◆ WHAT IS NEEDED ◆
Output should begin at the line holding "Mark one point on every instance of the railway" and end at the last line of the entries; print those lines verbatim and no others.

━━ PROVIDED DATA ━━

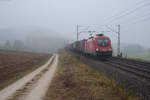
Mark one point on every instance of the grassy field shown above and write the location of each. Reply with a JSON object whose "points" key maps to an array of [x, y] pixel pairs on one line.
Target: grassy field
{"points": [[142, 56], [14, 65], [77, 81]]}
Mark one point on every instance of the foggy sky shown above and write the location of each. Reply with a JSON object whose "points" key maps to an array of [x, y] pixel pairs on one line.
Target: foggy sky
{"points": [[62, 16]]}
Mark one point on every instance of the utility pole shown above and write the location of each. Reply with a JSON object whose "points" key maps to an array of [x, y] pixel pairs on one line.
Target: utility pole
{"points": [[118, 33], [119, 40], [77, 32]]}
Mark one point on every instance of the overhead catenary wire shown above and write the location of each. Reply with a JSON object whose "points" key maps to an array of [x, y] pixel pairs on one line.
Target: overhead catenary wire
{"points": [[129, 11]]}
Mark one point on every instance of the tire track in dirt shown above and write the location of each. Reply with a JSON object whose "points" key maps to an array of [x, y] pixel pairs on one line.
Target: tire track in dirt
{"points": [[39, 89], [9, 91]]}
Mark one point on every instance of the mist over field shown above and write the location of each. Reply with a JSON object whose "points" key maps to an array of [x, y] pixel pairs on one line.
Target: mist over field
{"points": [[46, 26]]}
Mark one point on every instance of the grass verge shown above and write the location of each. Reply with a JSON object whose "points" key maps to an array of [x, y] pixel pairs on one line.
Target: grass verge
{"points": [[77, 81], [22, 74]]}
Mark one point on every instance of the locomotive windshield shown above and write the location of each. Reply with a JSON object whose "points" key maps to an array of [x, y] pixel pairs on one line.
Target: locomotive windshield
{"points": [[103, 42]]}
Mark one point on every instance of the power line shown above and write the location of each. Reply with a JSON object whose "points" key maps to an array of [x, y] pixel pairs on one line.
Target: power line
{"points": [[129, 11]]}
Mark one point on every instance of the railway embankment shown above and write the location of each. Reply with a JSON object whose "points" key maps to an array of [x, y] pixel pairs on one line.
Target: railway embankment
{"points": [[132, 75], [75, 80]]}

━━━

◆ REPLY ◆
Mark one point on every instance of the railway embankment shown above and write the location of each. Reply with a JSON object whose "points" key maps to an array of [x, y] pixel pairs on one line.
Target: railway embankment
{"points": [[132, 75], [75, 80]]}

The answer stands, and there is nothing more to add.